===== Material for this task

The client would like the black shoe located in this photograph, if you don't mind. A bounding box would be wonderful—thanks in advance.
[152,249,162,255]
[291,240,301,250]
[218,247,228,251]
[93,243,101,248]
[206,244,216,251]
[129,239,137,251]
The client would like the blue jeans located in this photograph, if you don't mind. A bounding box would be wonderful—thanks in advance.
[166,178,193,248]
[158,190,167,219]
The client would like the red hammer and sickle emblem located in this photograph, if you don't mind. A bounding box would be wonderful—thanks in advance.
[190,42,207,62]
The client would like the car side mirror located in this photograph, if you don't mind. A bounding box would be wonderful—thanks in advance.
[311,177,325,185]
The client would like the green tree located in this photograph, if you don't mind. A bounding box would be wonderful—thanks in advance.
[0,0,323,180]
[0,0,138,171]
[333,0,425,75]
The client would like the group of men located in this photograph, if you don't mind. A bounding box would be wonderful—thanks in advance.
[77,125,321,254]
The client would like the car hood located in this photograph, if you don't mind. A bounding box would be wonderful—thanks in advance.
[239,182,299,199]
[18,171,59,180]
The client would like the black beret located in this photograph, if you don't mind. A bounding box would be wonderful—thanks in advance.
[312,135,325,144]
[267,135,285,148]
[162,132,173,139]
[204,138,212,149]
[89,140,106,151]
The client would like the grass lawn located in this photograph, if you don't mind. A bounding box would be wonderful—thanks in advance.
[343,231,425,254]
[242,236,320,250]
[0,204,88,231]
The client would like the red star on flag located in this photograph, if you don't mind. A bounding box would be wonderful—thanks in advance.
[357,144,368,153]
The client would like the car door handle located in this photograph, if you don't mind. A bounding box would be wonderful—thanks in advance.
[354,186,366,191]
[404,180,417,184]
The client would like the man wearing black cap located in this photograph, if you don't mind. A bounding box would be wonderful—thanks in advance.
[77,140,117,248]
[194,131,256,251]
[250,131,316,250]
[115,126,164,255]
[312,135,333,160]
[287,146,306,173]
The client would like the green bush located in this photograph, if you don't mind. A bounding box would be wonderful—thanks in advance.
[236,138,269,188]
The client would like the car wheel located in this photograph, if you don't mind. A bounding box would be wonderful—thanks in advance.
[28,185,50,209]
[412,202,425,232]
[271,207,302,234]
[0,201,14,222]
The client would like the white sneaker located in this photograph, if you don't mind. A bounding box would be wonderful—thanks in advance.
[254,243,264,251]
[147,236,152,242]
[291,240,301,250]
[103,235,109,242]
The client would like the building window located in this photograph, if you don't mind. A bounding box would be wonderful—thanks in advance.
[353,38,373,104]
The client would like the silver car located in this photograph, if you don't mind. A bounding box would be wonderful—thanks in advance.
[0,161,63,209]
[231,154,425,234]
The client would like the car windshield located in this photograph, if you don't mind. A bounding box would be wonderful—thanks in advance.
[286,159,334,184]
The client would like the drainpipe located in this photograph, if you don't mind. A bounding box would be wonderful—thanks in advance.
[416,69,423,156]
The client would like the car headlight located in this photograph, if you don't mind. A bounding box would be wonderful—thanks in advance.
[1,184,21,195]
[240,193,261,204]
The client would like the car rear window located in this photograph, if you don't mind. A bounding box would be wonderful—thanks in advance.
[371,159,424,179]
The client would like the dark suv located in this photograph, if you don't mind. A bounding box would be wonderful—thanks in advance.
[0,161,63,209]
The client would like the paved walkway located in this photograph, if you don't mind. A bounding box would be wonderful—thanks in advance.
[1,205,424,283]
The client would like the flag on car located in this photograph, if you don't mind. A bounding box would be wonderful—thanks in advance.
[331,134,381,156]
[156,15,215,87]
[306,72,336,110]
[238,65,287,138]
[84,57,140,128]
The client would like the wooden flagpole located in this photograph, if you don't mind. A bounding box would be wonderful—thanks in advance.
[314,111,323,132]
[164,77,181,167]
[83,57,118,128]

==========
===== Material for this task

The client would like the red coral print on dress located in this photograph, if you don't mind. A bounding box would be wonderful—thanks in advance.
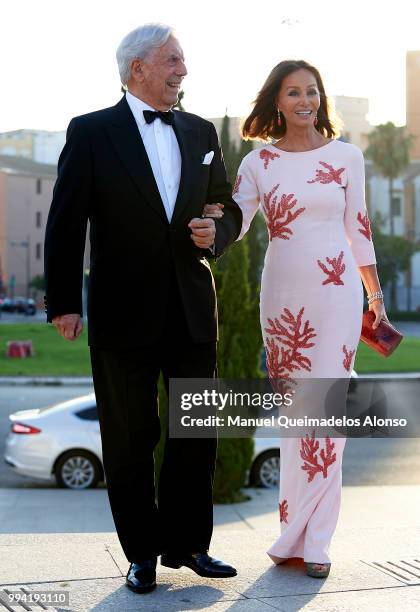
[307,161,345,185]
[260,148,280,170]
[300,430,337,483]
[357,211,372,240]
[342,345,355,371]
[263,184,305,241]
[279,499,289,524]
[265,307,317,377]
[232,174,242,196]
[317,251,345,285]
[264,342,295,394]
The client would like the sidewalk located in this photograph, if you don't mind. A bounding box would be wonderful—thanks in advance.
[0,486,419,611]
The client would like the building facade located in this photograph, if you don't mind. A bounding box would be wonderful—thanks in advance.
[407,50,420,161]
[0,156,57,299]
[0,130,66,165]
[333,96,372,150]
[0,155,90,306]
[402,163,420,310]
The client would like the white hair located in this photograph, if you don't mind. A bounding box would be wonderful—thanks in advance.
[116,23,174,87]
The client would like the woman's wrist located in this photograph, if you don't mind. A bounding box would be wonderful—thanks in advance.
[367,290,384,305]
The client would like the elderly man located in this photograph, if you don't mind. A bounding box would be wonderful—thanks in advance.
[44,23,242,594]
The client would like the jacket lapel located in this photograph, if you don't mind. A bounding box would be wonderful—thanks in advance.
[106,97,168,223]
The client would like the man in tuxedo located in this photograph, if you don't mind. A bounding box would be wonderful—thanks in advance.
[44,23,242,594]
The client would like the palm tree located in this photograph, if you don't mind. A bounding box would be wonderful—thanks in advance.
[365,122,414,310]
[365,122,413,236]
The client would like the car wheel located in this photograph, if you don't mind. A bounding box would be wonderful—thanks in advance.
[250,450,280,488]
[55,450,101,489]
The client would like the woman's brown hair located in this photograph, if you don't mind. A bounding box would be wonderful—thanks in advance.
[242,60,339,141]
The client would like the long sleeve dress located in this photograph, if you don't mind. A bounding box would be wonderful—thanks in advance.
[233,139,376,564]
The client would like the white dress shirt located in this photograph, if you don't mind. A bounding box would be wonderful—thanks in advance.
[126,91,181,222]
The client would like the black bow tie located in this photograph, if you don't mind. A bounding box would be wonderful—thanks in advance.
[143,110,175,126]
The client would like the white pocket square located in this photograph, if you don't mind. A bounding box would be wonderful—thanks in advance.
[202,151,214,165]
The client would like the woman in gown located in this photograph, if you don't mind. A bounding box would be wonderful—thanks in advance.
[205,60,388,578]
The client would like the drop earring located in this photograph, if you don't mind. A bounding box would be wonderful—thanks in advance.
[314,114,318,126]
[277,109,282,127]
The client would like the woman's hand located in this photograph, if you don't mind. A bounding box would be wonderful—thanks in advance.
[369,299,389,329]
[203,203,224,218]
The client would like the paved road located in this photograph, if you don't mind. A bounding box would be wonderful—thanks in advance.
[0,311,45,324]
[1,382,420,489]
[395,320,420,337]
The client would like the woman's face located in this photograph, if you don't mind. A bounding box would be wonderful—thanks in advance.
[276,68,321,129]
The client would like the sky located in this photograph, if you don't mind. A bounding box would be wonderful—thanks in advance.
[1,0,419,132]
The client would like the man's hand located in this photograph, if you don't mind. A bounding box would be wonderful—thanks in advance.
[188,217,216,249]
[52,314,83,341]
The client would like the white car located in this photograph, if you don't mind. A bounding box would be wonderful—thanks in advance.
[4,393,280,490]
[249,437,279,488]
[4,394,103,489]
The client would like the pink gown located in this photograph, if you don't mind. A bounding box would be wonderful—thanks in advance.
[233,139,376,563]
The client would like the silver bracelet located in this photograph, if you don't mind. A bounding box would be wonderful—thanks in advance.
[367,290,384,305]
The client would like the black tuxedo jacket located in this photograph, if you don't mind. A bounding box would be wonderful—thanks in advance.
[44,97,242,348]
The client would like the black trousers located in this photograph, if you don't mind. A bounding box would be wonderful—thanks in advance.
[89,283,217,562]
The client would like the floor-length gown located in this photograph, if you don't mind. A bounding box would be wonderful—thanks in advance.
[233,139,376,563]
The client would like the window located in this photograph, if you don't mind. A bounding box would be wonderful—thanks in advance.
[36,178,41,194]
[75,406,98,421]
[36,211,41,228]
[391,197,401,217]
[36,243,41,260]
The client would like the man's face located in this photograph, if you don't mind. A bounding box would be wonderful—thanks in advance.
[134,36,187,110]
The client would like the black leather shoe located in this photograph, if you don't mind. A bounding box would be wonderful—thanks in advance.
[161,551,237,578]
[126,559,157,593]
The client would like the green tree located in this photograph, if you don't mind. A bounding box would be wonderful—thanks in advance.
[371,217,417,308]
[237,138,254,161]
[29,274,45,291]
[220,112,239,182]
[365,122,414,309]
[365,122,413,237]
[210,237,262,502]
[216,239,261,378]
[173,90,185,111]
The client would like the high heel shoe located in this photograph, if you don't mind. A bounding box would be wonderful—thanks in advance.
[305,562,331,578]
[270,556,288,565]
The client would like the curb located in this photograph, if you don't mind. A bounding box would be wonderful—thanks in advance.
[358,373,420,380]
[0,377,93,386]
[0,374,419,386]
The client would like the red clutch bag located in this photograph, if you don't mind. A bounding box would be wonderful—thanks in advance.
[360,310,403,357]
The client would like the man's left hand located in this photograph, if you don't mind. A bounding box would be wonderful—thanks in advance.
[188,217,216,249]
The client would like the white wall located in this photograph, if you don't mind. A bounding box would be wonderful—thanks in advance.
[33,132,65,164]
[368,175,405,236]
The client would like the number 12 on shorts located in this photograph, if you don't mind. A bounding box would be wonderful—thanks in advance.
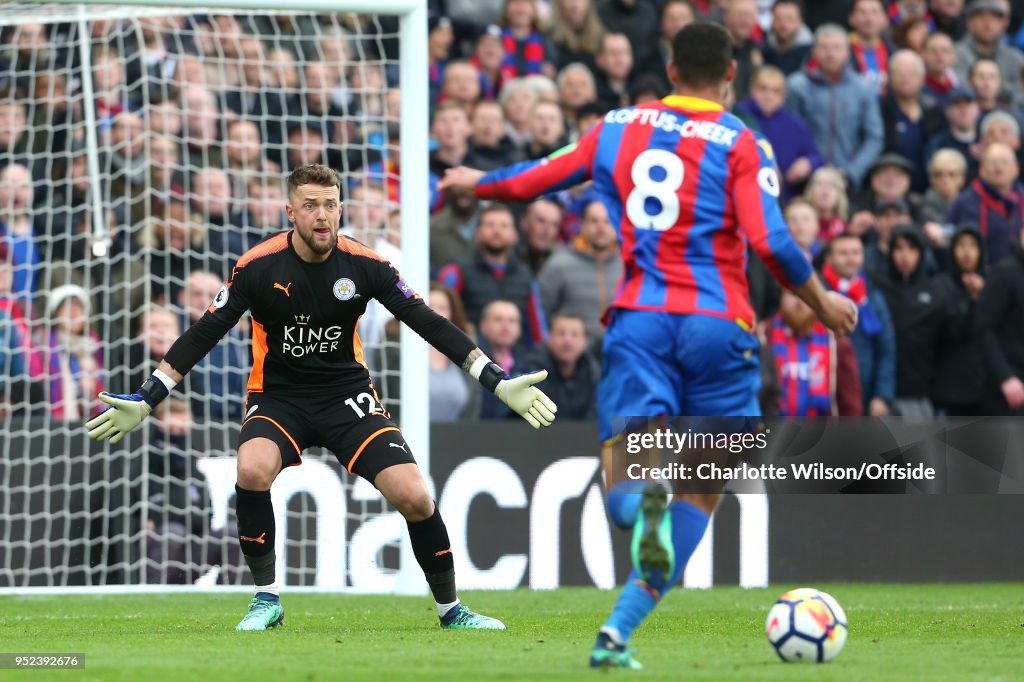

==========
===== Material for this task

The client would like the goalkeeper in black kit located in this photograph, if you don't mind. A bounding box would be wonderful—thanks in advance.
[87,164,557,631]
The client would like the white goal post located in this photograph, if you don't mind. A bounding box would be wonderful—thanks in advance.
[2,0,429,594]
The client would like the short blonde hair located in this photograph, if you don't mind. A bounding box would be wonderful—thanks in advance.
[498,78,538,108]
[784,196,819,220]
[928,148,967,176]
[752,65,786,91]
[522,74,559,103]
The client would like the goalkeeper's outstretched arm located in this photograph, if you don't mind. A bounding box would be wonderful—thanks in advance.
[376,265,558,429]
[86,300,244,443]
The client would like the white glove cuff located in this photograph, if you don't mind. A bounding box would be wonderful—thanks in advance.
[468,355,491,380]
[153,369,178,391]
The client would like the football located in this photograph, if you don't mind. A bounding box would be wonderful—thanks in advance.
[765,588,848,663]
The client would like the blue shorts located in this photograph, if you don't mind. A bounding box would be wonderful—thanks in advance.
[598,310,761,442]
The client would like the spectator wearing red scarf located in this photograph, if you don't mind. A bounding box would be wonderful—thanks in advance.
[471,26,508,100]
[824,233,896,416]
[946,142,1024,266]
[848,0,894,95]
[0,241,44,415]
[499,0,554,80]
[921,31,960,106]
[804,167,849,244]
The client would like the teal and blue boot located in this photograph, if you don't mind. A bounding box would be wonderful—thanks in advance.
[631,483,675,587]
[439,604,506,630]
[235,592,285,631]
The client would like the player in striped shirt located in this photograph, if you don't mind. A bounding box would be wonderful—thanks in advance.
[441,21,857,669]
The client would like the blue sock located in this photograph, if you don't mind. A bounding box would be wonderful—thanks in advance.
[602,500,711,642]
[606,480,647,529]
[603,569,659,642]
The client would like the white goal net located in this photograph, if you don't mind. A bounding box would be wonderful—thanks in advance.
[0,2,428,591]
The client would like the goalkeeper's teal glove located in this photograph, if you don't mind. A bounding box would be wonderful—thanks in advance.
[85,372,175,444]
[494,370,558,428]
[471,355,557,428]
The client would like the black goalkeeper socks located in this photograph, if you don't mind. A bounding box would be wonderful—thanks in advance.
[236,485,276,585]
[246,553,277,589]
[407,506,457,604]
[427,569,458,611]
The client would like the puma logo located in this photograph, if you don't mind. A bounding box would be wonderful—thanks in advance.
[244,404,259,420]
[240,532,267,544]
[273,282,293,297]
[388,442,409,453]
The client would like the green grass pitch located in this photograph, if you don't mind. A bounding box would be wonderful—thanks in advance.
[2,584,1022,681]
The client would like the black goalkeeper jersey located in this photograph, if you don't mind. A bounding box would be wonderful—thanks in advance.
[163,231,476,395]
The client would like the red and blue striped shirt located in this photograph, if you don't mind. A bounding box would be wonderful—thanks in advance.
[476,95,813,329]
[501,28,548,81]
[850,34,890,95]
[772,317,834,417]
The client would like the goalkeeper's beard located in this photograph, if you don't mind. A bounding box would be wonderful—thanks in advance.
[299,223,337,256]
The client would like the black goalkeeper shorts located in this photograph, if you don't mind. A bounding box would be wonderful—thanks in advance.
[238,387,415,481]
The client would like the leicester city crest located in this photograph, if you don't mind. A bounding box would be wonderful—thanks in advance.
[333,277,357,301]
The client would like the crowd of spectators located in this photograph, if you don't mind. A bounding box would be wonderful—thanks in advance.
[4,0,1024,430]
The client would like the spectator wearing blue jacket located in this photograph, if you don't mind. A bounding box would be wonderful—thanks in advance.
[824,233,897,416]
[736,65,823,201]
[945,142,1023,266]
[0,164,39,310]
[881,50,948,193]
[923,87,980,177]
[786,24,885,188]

==========

*Exercise goal:* Every line above from the line with "The client would like the man's face" to the line with "The client would like the number", both included, must be reproduced exactly, and no other line may appear.

*Solution:*
The client would like the man's face located in this photograph, if you don't mind. A bounding box would be wonderful—thanks in advance.
[134,36,187,110]
The client would like the black leather shoe located in this photograph, if you don't mind. A bounding box would be wonderful—thanks in advance.
[161,551,237,578]
[126,559,157,593]
The client would like the green tree located in this photograph, if you don't mind. A bounding box would be wonderful—thanks in advance.
[371,217,417,308]
[237,138,254,161]
[29,274,45,291]
[220,112,239,182]
[365,122,414,309]
[365,122,413,237]
[210,237,262,502]
[216,239,261,378]
[173,90,185,111]
The client would like the high heel shoe located in this photograph, if you don't mind. A bounding box would be wonderful—thanks in advance.
[305,562,331,578]
[270,556,288,565]
The client would like the curb located in this photograph, if you don't mind. A bounding box would be wonderful—thanks in advance.
[358,373,420,380]
[0,377,93,386]
[0,374,419,386]
The client would like the red clutch bag located in this photograph, if you don't mind. A bounding box would be wonderful—thanks in advance.
[360,310,403,357]
The client would like the man's left hand located in this photograph, if you don't mind. A bounding box would be wonderful—thanks in advance.
[188,217,216,249]
The client would like the white wall located in this photograph, if you don't mind. A bounding box would be wonderful—thanks in advance.
[33,132,65,164]
[368,175,405,236]
The client would like the number 12 on shorts located in this photograph, if you don't mind. A bounding box would be wonderful—thanks in advance.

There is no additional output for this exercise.